[Rows drawn from a dataset]
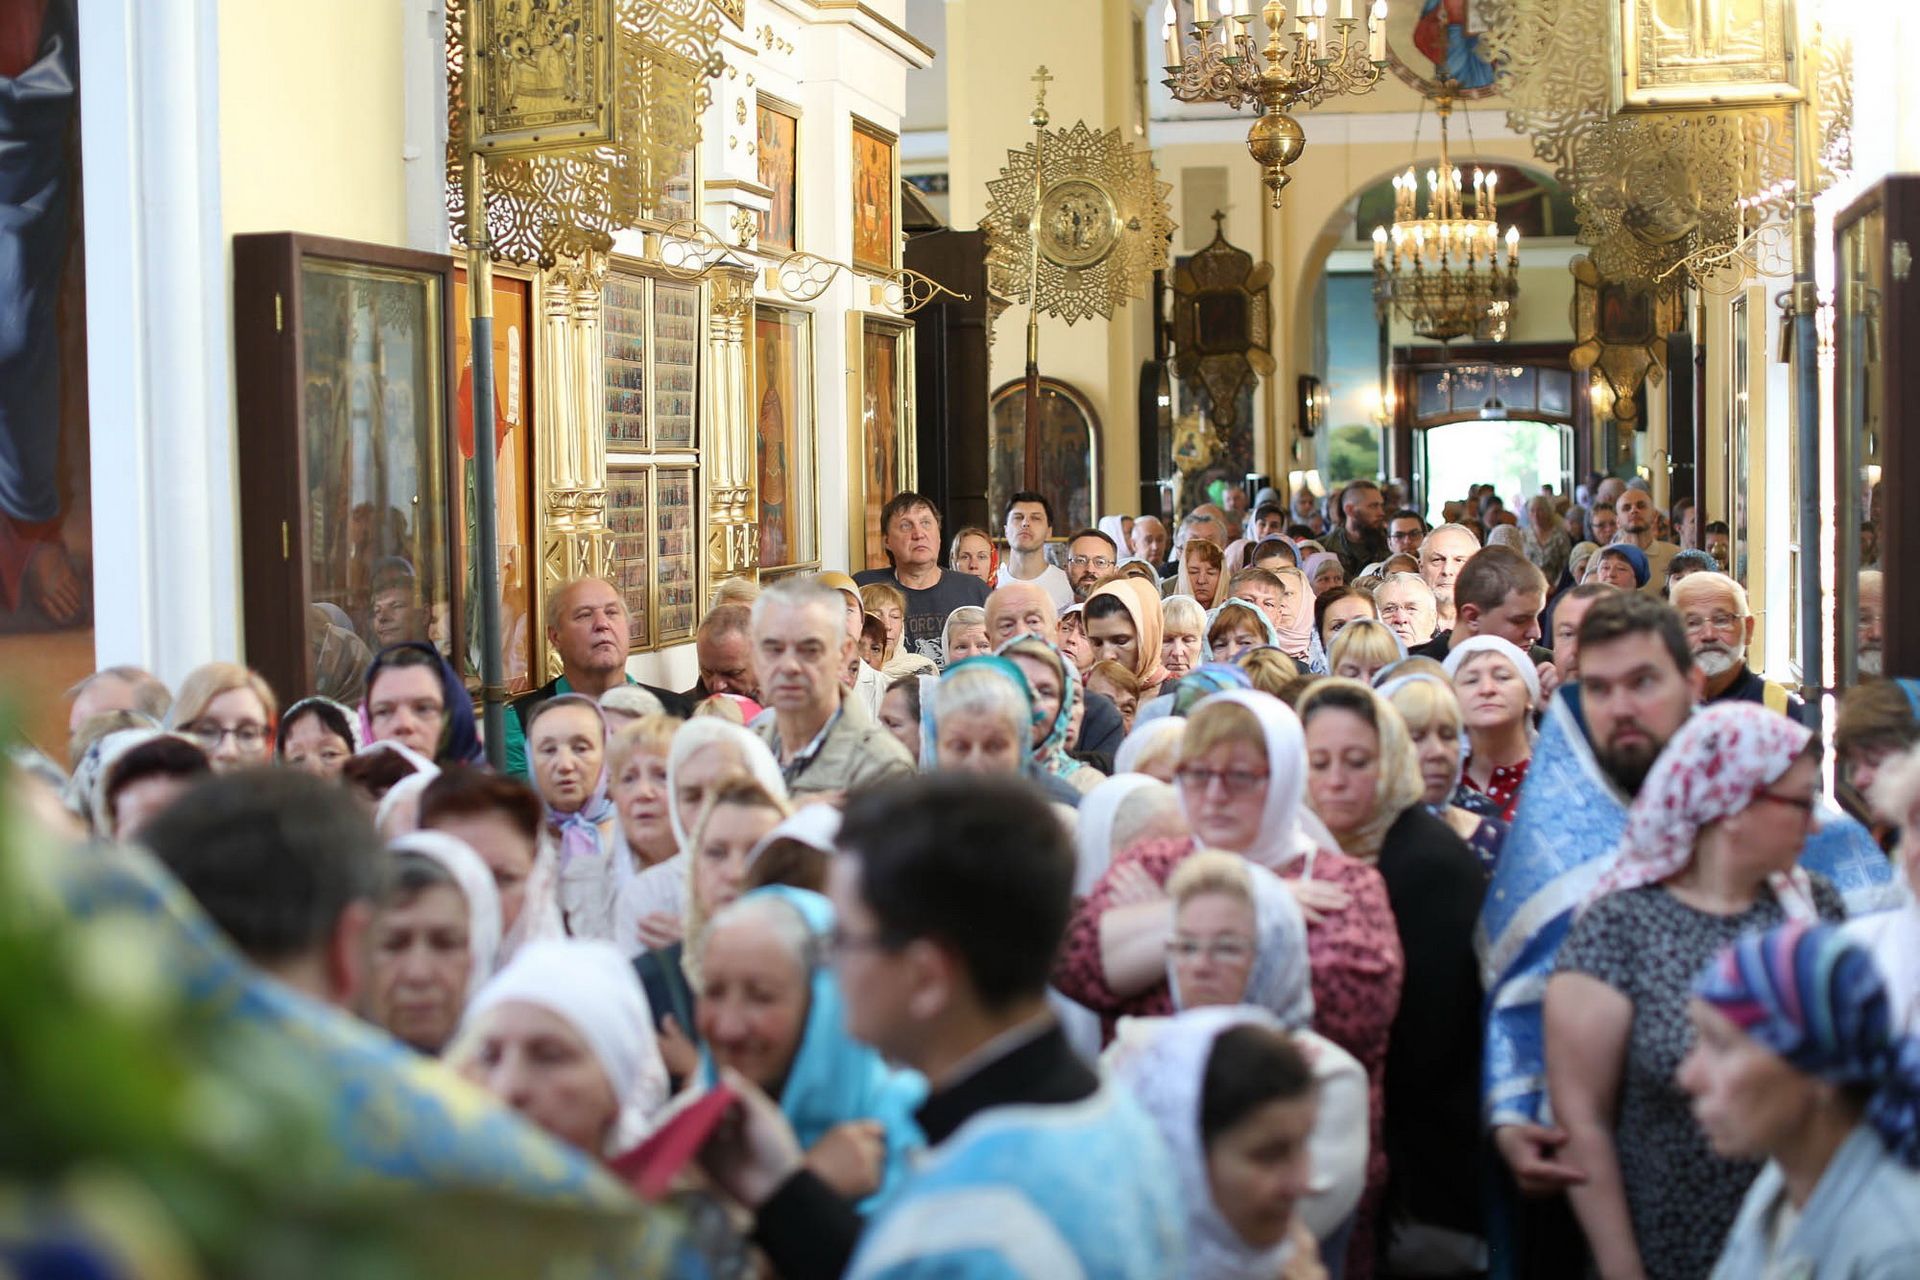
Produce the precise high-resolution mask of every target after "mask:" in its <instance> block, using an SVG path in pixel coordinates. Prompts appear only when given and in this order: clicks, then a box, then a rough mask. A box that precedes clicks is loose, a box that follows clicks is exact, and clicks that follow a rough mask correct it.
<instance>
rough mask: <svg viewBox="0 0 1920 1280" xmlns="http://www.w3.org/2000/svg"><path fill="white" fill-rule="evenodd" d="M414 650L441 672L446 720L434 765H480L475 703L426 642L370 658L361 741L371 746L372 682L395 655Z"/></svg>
mask: <svg viewBox="0 0 1920 1280" xmlns="http://www.w3.org/2000/svg"><path fill="white" fill-rule="evenodd" d="M405 649H417V651H420V652H424V654H426V656H428V658H432V660H434V668H436V670H438V672H440V699H442V702H445V720H444V722H442V725H440V745H438V747H436V748H434V764H482V762H484V760H486V750H484V748H482V747H480V729H478V725H474V700H472V695H470V693H467V685H465V683H463V681H461V676H459V672H455V670H453V664H451V662H447V660H445V658H444V656H442V654H440V651H438V649H434V647H432V645H428V643H426V641H399V643H397V645H388V647H386V649H382V651H380V652H376V654H374V656H372V662H371V664H369V666H367V693H365V695H363V697H361V737H363V739H365V741H369V743H372V741H374V739H372V716H371V712H369V710H367V708H369V704H371V700H372V681H374V677H376V676H378V674H380V672H384V670H386V668H390V666H394V654H397V652H401V651H405Z"/></svg>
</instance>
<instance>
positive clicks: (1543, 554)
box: [1521, 493, 1572, 587]
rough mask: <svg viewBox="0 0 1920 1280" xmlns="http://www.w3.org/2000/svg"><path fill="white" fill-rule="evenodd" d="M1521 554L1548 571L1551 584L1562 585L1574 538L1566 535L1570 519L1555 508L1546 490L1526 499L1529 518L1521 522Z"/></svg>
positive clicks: (1526, 512)
mask: <svg viewBox="0 0 1920 1280" xmlns="http://www.w3.org/2000/svg"><path fill="white" fill-rule="evenodd" d="M1521 555H1524V557H1526V558H1528V560H1532V562H1534V568H1538V570H1540V572H1542V574H1546V580H1548V587H1555V585H1559V580H1561V574H1565V572H1567V558H1569V557H1571V555H1572V539H1571V537H1569V535H1567V522H1565V520H1561V516H1559V512H1557V510H1553V499H1551V497H1548V495H1546V493H1536V495H1534V497H1530V499H1526V518H1524V520H1523V522H1521Z"/></svg>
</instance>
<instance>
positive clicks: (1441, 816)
mask: <svg viewBox="0 0 1920 1280" xmlns="http://www.w3.org/2000/svg"><path fill="white" fill-rule="evenodd" d="M1434 666H1438V664H1434ZM1380 697H1382V699H1386V700H1388V702H1392V704H1394V710H1396V712H1400V720H1402V722H1404V723H1405V725H1407V737H1409V739H1411V741H1413V756H1415V760H1417V762H1419V766H1421V787H1423V791H1421V804H1425V806H1427V810H1428V812H1430V814H1434V816H1436V818H1440V819H1442V821H1444V823H1446V825H1448V827H1452V829H1453V835H1457V837H1459V839H1463V841H1467V848H1471V850H1473V852H1475V856H1476V858H1478V860H1480V867H1482V869H1484V871H1486V873H1488V877H1492V873H1494V867H1496V865H1498V864H1500V846H1501V844H1503V842H1505V839H1507V823H1505V819H1500V818H1494V816H1492V814H1480V812H1475V810H1469V808H1461V806H1459V804H1457V802H1455V796H1457V793H1459V787H1461V771H1463V768H1465V762H1467V760H1465V752H1463V750H1461V731H1463V729H1461V714H1459V700H1457V699H1455V697H1453V685H1452V683H1450V681H1448V677H1446V676H1440V674H1427V672H1411V674H1405V676H1400V674H1396V676H1394V677H1392V679H1388V681H1384V683H1382V685H1380ZM1488 808H1492V806H1490V804H1488Z"/></svg>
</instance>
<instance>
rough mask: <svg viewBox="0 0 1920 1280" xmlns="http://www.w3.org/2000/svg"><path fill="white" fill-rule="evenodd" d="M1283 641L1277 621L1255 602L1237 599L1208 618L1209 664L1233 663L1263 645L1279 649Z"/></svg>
mask: <svg viewBox="0 0 1920 1280" xmlns="http://www.w3.org/2000/svg"><path fill="white" fill-rule="evenodd" d="M1279 639H1281V635H1279V631H1275V629H1273V622H1271V620H1269V618H1267V614H1265V612H1261V608H1260V604H1256V603H1254V601H1242V599H1238V597H1233V599H1227V601H1221V604H1219V606H1217V608H1213V610H1212V612H1210V614H1208V616H1206V660H1208V662H1233V660H1236V658H1238V656H1240V654H1244V652H1248V651H1254V649H1260V647H1263V645H1273V647H1279Z"/></svg>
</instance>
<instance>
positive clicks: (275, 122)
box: [219, 0, 407, 246]
mask: <svg viewBox="0 0 1920 1280" xmlns="http://www.w3.org/2000/svg"><path fill="white" fill-rule="evenodd" d="M401 21H403V6H401V4H399V2H397V0H328V2H326V4H324V6H313V4H301V2H296V0H225V2H223V4H221V12H219V40H221V58H219V67H221V215H223V223H225V232H227V234H228V236H234V234H244V232H253V230H301V232H315V234H326V236H342V238H349V240H371V242H374V244H394V246H397V244H405V236H407V215H405V178H403V173H401V169H403V163H401V148H403V119H401V113H403V102H405V73H403V65H401Z"/></svg>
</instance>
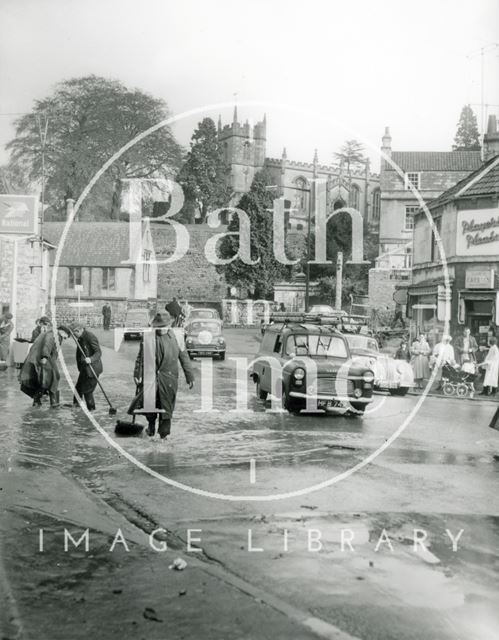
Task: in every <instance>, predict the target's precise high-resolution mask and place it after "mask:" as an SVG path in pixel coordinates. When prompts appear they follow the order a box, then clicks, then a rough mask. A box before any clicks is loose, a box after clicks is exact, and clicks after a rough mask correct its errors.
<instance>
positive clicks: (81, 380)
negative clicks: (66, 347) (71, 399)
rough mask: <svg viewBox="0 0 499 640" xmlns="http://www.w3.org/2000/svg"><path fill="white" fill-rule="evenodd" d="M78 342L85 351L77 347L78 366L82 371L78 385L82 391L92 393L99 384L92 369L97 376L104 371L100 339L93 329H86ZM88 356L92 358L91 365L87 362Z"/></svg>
mask: <svg viewBox="0 0 499 640" xmlns="http://www.w3.org/2000/svg"><path fill="white" fill-rule="evenodd" d="M77 342H78V344H79V346H80V347H81V349H82V350H83V353H82V352H81V350H80V349H79V348H78V347H76V366H77V367H78V371H79V372H80V375H79V376H78V381H77V383H76V385H77V387H78V391H79V392H80V393H91V392H92V391H93V390H94V389H95V387H96V386H97V378H96V377H95V376H94V373H93V372H92V369H93V370H94V372H95V374H96V375H97V377H99V376H100V374H101V373H102V371H103V367H102V351H101V348H100V344H99V340H98V338H97V336H96V335H94V334H93V333H92V332H91V331H88V329H85V330H84V331H83V333H82V334H81V336H80V337H79V338H78V340H77ZM86 357H87V358H90V366H89V365H88V364H87V363H86V362H85V358H86ZM90 367H92V369H91V368H90Z"/></svg>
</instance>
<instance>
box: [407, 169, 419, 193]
mask: <svg viewBox="0 0 499 640" xmlns="http://www.w3.org/2000/svg"><path fill="white" fill-rule="evenodd" d="M420 183H421V174H420V173H417V172H415V171H409V172H408V173H406V174H405V188H406V189H410V188H411V187H413V188H414V189H419V187H420Z"/></svg>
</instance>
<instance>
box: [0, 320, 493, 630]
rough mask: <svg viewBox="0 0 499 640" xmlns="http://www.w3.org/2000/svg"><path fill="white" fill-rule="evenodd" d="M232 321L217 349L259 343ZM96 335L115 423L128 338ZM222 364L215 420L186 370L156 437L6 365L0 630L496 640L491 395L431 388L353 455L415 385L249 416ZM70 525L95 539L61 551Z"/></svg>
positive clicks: (251, 411)
mask: <svg viewBox="0 0 499 640" xmlns="http://www.w3.org/2000/svg"><path fill="white" fill-rule="evenodd" d="M226 333H227V340H228V344H229V350H228V356H229V355H233V356H234V355H239V356H241V355H248V356H249V355H254V353H255V351H256V349H257V347H258V336H257V335H255V334H252V332H248V331H238V330H228V331H227V332H226ZM102 343H103V344H104V345H105V346H104V364H105V373H104V375H103V376H102V382H103V384H104V386H105V388H106V390H107V391H108V393H109V394H110V396H111V398H112V399H113V403H114V404H115V405H116V406H117V407H118V410H119V415H120V416H121V415H122V414H123V413H124V412H125V409H126V406H127V404H128V402H129V399H130V388H131V371H132V364H133V360H134V357H135V355H136V352H137V349H138V347H137V343H134V342H130V343H124V344H123V345H122V346H121V348H120V350H119V352H118V353H114V352H113V351H112V350H111V348H110V347H111V345H112V339H111V336H110V335H106V336H102ZM106 345H107V346H106ZM64 354H65V357H66V360H67V363H68V366H69V370H70V373H72V375H74V355H73V347H71V346H70V345H67V344H66V346H65V348H64ZM203 362H204V361H203ZM194 366H195V368H196V371H197V375H198V380H199V374H200V370H201V367H202V366H203V363H202V361H200V360H196V361H194ZM234 366H235V365H234V362H233V361H231V360H230V358H229V359H228V360H227V361H225V362H217V363H214V365H213V377H212V384H213V385H214V389H215V399H214V407H213V408H214V409H215V410H218V412H217V411H214V412H199V408H200V382H199V381H198V382H197V383H196V386H195V388H194V390H193V391H192V392H191V391H189V390H188V389H187V387H186V385H185V384H181V385H180V388H179V395H178V400H177V411H176V415H175V420H174V423H173V435H172V438H171V440H169V441H168V442H163V441H160V440H158V439H156V438H155V439H152V440H151V439H148V438H147V437H145V436H144V437H142V438H130V439H116V438H115V436H114V434H113V422H114V418H112V417H110V416H109V415H108V412H107V407H106V406H105V404H104V399H103V398H102V396H100V395H99V394H98V395H97V397H98V409H97V411H96V412H95V418H96V420H97V422H98V423H99V425H100V427H101V429H102V431H101V432H99V431H98V430H97V429H96V428H95V426H94V425H93V424H91V423H90V421H89V420H88V418H87V417H86V416H85V414H83V413H82V412H81V410H79V409H78V410H73V409H72V408H70V407H69V406H63V407H62V408H61V409H59V410H56V411H51V410H50V409H49V408H48V407H47V406H46V405H45V406H44V407H43V408H42V409H33V408H31V406H30V401H29V399H28V398H26V397H25V396H23V395H22V394H20V393H19V391H18V388H17V384H16V375H15V371H13V370H9V371H8V372H7V373H2V374H0V375H1V376H2V377H1V378H0V384H2V393H1V394H0V433H1V434H2V444H3V446H2V450H1V452H0V460H1V467H0V489H1V490H0V506H1V509H2V517H1V519H0V531H1V534H2V535H1V547H0V560H1V561H0V596H1V597H2V602H4V603H6V605H7V606H5V607H3V608H2V613H1V617H0V621H1V622H2V634H3V635H0V637H2V638H3V639H4V640H5V639H8V640H13V639H14V638H16V639H20V638H36V639H37V640H45V639H46V640H52V639H58V638H61V640H62V639H64V640H67V639H69V638H80V637H81V638H83V637H85V638H88V637H89V636H93V637H94V638H95V639H96V640H100V639H101V638H102V639H104V638H105V639H106V640H107V639H108V638H109V639H110V640H114V639H116V640H118V638H119V639H120V640H123V639H125V640H126V639H128V638H133V639H134V640H135V639H137V638H139V639H140V638H144V639H145V638H147V639H148V640H149V639H152V640H155V639H158V640H159V639H163V638H168V639H171V638H173V639H177V638H179V639H180V638H187V639H189V640H190V639H197V638H199V637H203V638H206V637H207V638H213V639H216V640H225V639H226V638H227V639H230V640H232V639H233V638H238V639H239V638H241V639H243V638H244V639H251V640H253V639H255V640H257V639H260V638H274V639H275V638H277V639H280V638H282V639H284V638H299V639H303V640H306V639H308V638H335V639H338V640H348V639H351V638H358V639H361V640H372V639H374V640H377V639H379V640H392V639H393V640H395V639H397V640H405V639H411V640H415V639H418V640H419V639H423V638H425V639H427V638H430V639H431V638H435V640H436V639H438V640H447V639H461V638H462V639H463V640H492V638H496V637H497V633H496V632H497V627H498V623H499V616H498V614H497V612H496V609H497V607H496V606H495V604H496V602H497V599H498V596H499V588H498V584H499V581H498V580H497V578H498V567H499V556H498V552H497V548H498V547H497V541H498V525H499V504H498V502H497V500H496V496H497V495H498V490H499V482H498V470H499V467H498V462H497V458H496V457H495V456H496V455H497V453H498V452H499V432H497V431H494V430H492V429H489V428H488V426H487V425H488V423H489V421H490V418H491V416H492V415H493V413H494V411H495V409H496V407H497V403H495V402H491V401H489V400H482V401H481V402H472V401H469V400H467V401H463V400H458V399H444V398H439V397H435V398H427V399H426V400H425V401H424V403H423V404H422V406H421V407H420V409H419V411H418V412H417V413H416V415H415V416H414V417H413V419H412V421H411V422H410V423H409V424H408V426H407V427H406V428H405V429H403V430H402V431H401V432H400V434H399V436H398V437H397V438H396V439H394V440H393V442H392V443H391V446H390V447H388V448H386V449H385V450H384V451H382V452H381V453H380V454H379V455H378V456H376V457H374V458H372V459H371V461H370V462H369V464H366V465H365V466H359V465H362V464H363V463H364V461H365V460H366V457H368V456H371V457H372V455H373V453H374V452H376V450H377V449H379V448H380V447H381V446H383V443H385V442H387V441H389V440H390V439H391V438H392V436H393V434H394V433H395V432H396V431H397V430H398V429H399V428H400V425H401V423H403V421H404V420H405V419H406V418H408V417H409V416H410V414H411V412H412V410H413V409H414V408H415V407H416V403H417V402H418V398H417V397H414V396H406V397H404V398H399V397H389V396H386V395H379V396H377V397H376V400H375V403H373V406H372V412H371V413H369V414H366V415H365V416H364V418H362V419H357V418H353V419H352V418H345V417H341V416H324V415H310V416H300V417H296V416H292V415H288V414H275V413H271V412H269V411H268V409H269V406H268V405H264V404H263V403H262V402H261V401H257V400H256V399H255V398H254V397H253V395H252V393H253V390H252V389H251V387H249V388H248V396H247V409H246V411H244V410H242V408H238V407H237V406H236V398H235V384H234ZM62 395H63V398H64V399H65V400H66V401H68V400H69V399H70V397H71V396H70V390H69V387H68V385H67V383H65V384H64V385H63V387H62ZM196 410H197V413H193V412H195V411H196ZM115 446H119V447H120V449H119V450H117V449H116V448H115ZM132 458H134V459H135V460H136V461H137V462H138V463H139V464H141V465H142V468H138V467H137V466H136V465H135V464H133V463H132ZM251 460H253V465H254V466H253V470H252V465H251ZM355 465H357V466H359V469H358V471H357V472H356V473H353V474H350V475H348V474H349V473H350V470H351V469H352V467H354V466H355ZM151 474H157V475H158V476H164V478H166V480H165V479H163V480H161V479H158V477H154V475H151ZM342 475H343V476H345V477H344V479H342V480H341V481H339V482H336V483H334V484H330V485H329V486H325V487H323V488H322V489H317V488H316V489H315V490H313V491H308V489H309V488H310V487H313V486H316V485H319V484H321V483H327V482H328V481H329V480H330V479H331V478H333V477H340V476H342ZM169 483H170V484H169ZM171 483H176V486H175V484H171ZM179 485H182V486H183V487H184V489H181V488H179ZM186 487H187V488H188V490H186V489H185V488H186ZM208 493H210V494H218V495H219V497H218V498H213V497H209V496H208V495H207V494H208ZM220 494H224V495H226V496H227V495H230V496H232V498H227V497H226V498H221V497H220ZM283 494H289V495H288V497H282V496H283ZM278 495H281V497H277V498H276V496H278ZM41 529H42V530H43V551H40V547H39V545H40V530H41ZM65 529H67V530H68V531H69V532H70V533H71V534H72V536H73V539H74V540H78V539H79V538H80V537H81V536H82V535H83V534H84V533H85V531H86V530H88V532H89V533H88V536H89V544H88V551H86V550H85V547H84V545H85V540H84V539H83V540H82V542H81V543H80V545H79V546H78V547H75V546H74V543H73V542H71V541H70V540H68V539H67V544H68V549H67V551H65V547H64V535H65V534H64V531H65ZM158 529H161V531H158V532H157V533H156V534H154V539H153V544H155V546H156V547H158V546H159V545H160V544H162V543H165V544H166V547H167V548H166V550H165V551H155V550H154V549H153V548H152V547H151V542H150V538H149V536H150V534H151V533H152V532H153V531H156V530H158ZM415 530H416V533H415ZM118 531H119V532H120V533H119V534H118ZM461 531H462V533H461V535H460V537H459V539H458V541H457V543H456V550H454V549H453V543H452V538H454V540H457V536H458V535H459V532H461ZM425 535H426V538H425V540H424V543H423V545H421V544H419V543H418V542H417V541H416V543H415V542H414V540H415V536H416V538H418V536H423V537H424V536H425ZM189 540H190V543H189ZM123 541H124V542H123ZM348 541H350V545H351V546H350V545H349V544H348ZM113 542H114V545H113ZM125 543H126V547H127V548H128V550H127V548H126V547H125ZM111 547H113V550H112V551H111ZM177 558H181V559H183V560H184V561H185V562H186V563H187V566H186V567H185V568H184V569H183V570H181V571H177V570H175V569H174V568H170V567H171V566H172V565H173V563H174V561H175V559H177Z"/></svg>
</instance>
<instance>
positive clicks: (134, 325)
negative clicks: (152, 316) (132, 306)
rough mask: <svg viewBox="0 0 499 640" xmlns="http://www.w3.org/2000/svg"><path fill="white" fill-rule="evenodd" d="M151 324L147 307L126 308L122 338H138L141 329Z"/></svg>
mask: <svg viewBox="0 0 499 640" xmlns="http://www.w3.org/2000/svg"><path fill="white" fill-rule="evenodd" d="M150 324H151V321H150V317H149V311H148V310H147V309H128V311H127V312H126V316H125V324H124V327H125V330H124V333H123V338H124V339H125V340H130V339H131V338H140V337H141V335H142V331H139V329H145V328H147V327H148V326H149V325H150Z"/></svg>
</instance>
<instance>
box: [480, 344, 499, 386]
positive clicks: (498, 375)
mask: <svg viewBox="0 0 499 640" xmlns="http://www.w3.org/2000/svg"><path fill="white" fill-rule="evenodd" d="M480 366H481V367H482V368H483V369H485V378H484V380H483V390H482V392H481V393H480V395H481V396H490V395H494V394H495V393H496V391H497V386H498V384H499V349H498V348H497V338H495V337H492V338H490V349H489V352H488V353H487V357H486V358H485V360H484V361H483V363H482V364H481V365H480Z"/></svg>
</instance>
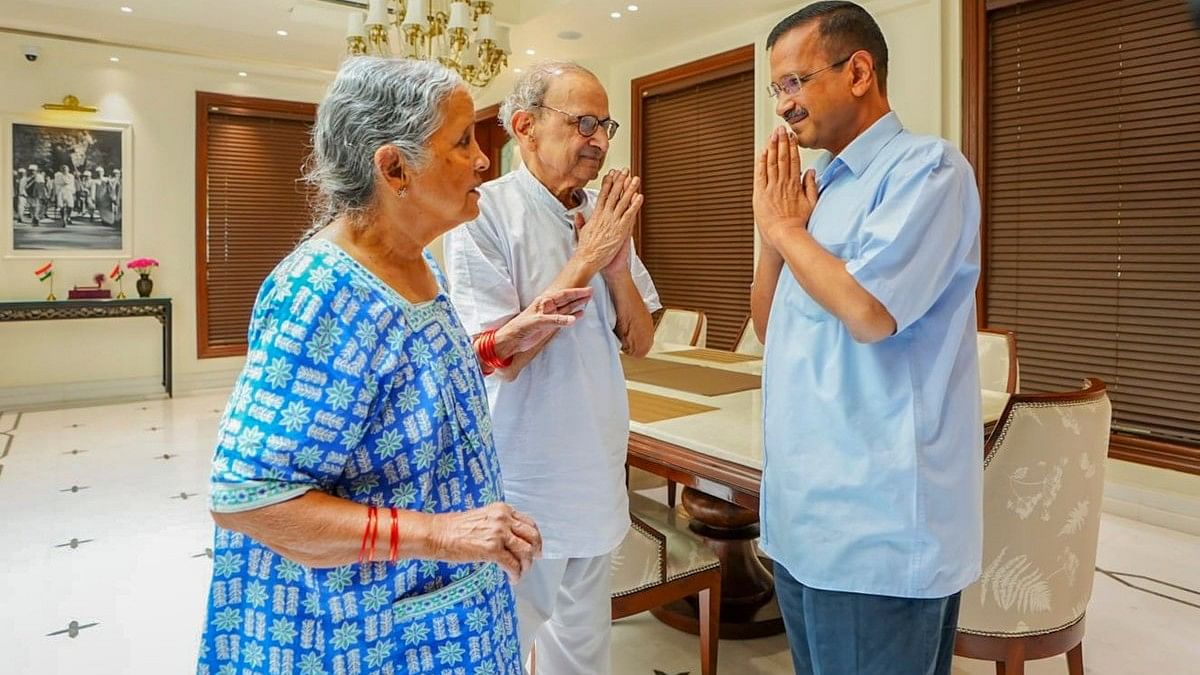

#### [ABOUT THIS TASK]
Reproduce the rows starting at the beginning of the rows and ending at the line that contains "box: [1521, 493, 1572, 587]", substituting "coarse mask" for every occurrence of "rough mask" and leaving everything else unchanged. Omit the pictures from your answer.

#### [RESPONSE TO THE EXERCISE]
Produce the precise high-resolution mask of every target after "mask:" in its <instance> block, using an SVG path in pixel coordinates. Prompts appear only when given and in this order: clicks, then a box, then a coarse mask. A box that precedes clicks is loose, a box that follows clicks is exact, and clicks that follow a coarse mask correct it.
<instance>
coarse mask: <svg viewBox="0 0 1920 1280" xmlns="http://www.w3.org/2000/svg"><path fill="white" fill-rule="evenodd" d="M414 650L441 672L446 720L434 765H480L475 703L426 642L370 658L361 741L371 746L372 682L395 655Z"/></svg>
mask: <svg viewBox="0 0 1920 1280" xmlns="http://www.w3.org/2000/svg"><path fill="white" fill-rule="evenodd" d="M405 649H417V651H420V652H424V654H426V656H428V658H432V660H434V668H436V670H438V672H440V699H442V702H445V720H444V722H442V725H440V745H438V747H436V748H434V764H482V762H484V760H486V750H484V748H482V747H480V729H478V725H474V700H472V695H470V693H467V685H465V683H463V681H461V676H459V672H455V670H453V664H451V662H447V660H445V658H444V656H442V654H440V651H438V649H434V647H432V645H428V643H426V641H399V643H397V645H388V647H386V649H382V651H380V652H376V654H374V656H372V662H371V664H369V666H367V693H365V695H363V697H361V737H363V739H365V741H369V743H372V741H374V739H372V716H371V712H369V710H367V708H369V704H371V700H372V681H374V677H376V676H378V674H380V672H384V670H386V668H390V666H394V654H397V652H401V651H405Z"/></svg>
</instance>
<instance>
positive clicks: (1543, 554)
box: [1521, 493, 1572, 587]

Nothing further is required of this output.